| What is being asked |
Only the lines from the one containing "Where can the chandelier candle" to the end of the entries should be written out, each exactly as it stands, both ends included.

Stored entries:
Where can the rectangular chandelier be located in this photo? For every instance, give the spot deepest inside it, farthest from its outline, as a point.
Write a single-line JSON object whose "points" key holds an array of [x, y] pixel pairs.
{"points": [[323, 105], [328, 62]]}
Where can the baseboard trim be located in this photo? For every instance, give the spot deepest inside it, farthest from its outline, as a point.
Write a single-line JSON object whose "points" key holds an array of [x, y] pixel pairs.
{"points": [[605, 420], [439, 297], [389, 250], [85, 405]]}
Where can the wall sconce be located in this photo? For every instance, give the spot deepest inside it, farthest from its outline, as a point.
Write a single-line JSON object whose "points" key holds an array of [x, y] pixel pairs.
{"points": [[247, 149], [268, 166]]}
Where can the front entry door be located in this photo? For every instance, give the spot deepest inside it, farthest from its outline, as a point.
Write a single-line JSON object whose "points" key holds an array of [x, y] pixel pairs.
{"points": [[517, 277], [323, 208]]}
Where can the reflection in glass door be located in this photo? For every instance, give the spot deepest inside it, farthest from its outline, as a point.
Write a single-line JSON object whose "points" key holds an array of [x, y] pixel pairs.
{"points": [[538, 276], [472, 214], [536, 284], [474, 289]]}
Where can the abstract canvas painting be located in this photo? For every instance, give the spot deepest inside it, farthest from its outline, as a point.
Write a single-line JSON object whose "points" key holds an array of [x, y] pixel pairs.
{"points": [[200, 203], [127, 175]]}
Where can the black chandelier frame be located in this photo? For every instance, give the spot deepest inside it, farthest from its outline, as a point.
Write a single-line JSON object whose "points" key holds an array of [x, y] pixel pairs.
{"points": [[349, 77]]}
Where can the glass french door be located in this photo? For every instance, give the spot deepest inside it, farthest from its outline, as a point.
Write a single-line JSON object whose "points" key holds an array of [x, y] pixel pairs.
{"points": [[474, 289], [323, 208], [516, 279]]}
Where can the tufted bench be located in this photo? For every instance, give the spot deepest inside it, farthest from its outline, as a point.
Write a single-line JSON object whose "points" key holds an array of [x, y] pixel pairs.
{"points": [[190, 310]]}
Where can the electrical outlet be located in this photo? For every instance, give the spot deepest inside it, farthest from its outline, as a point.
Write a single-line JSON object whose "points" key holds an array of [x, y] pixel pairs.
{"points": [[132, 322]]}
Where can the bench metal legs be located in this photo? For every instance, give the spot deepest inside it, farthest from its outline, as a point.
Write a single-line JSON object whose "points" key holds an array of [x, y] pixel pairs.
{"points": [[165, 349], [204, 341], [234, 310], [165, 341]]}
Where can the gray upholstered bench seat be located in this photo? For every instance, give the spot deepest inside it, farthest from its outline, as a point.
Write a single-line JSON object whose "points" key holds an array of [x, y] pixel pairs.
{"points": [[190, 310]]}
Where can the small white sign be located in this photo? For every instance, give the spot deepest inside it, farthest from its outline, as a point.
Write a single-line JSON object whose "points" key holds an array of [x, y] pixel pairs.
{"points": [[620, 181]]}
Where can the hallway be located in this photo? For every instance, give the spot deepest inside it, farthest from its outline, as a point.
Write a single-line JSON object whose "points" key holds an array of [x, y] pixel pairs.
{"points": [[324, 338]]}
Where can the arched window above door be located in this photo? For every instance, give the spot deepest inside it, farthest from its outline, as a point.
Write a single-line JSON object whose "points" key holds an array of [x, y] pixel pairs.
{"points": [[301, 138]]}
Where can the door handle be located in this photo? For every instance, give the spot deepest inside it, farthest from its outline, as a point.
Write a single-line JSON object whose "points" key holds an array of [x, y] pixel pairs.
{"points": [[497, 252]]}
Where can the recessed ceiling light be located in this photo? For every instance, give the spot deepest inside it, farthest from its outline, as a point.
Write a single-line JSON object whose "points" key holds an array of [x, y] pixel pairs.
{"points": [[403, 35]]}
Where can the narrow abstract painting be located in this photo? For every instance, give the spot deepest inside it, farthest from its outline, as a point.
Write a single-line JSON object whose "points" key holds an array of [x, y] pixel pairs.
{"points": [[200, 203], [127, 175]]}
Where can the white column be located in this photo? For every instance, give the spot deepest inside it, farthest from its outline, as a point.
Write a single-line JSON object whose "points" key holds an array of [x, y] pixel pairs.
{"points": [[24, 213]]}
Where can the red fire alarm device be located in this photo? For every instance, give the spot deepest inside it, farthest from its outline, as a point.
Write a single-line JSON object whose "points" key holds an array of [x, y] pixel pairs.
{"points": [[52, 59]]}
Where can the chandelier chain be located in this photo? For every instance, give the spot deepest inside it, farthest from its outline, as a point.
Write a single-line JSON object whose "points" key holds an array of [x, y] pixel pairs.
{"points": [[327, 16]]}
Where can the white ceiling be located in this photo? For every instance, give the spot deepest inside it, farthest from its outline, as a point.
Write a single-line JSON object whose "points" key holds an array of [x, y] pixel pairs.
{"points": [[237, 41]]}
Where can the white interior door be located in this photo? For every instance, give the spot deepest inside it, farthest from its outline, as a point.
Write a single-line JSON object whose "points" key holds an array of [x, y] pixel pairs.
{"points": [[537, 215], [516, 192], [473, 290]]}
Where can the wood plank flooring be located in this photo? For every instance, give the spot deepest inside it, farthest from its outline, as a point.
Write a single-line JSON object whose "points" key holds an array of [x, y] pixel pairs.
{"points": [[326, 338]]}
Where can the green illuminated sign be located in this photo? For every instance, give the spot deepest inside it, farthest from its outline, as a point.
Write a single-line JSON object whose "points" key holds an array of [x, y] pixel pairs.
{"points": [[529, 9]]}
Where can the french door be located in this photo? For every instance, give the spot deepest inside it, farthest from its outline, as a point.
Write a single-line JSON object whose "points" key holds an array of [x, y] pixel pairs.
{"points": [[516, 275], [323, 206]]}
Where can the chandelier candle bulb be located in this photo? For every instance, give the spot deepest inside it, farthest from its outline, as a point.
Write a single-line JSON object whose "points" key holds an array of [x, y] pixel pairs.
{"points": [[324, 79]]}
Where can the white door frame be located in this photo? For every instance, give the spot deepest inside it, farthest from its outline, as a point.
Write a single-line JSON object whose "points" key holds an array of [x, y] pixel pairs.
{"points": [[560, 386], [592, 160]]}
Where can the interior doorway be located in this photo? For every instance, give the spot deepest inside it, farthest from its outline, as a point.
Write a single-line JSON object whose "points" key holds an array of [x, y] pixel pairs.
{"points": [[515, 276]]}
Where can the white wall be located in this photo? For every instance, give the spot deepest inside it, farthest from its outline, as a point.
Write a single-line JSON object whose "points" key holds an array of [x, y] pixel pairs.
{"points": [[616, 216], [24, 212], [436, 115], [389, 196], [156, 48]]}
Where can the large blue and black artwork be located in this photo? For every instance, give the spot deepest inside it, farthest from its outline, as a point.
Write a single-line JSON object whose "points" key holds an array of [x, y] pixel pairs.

| Solution to the problem |
Where can the chandelier candle bulb be located in this photo? For every instance, give the spot deepest inside it, farthest from its outline, as a point.
Write a single-line JSON object whose "points" key holds an array of [x, y] pixel pairs.
{"points": [[324, 79]]}
Where can the white door frame be located in this photo? For every instance, give the spot deepest inside it, farthest from its outline, as a point.
Write a single-line JSON object whose "points" key holds an array of [x, y] pixel pairs.
{"points": [[560, 386], [592, 160]]}
Where can the interior doorway be located in this photo? For every instance, give the spot deepest inside it, farthest from its outline, as a point.
Write a single-line JSON object whose "points" key holds an array of [x, y] pixel pairs.
{"points": [[515, 276]]}
Where can the white wall be located in this photo? For every instance, give the spot deepest inside it, farthest from its outline, as a point.
Write a single-line JSON object whose "points" key holds an array of [x, y] pixel pairs.
{"points": [[616, 216], [24, 212], [436, 115], [389, 196], [156, 48]]}
Where can the large blue and black artwork be located in this photo? For every instance, give the spot deepest inside it, farthest from its outline, as a point.
Write a single-line JSON object whose "points" key holds an array of [x, y] pixel pairs.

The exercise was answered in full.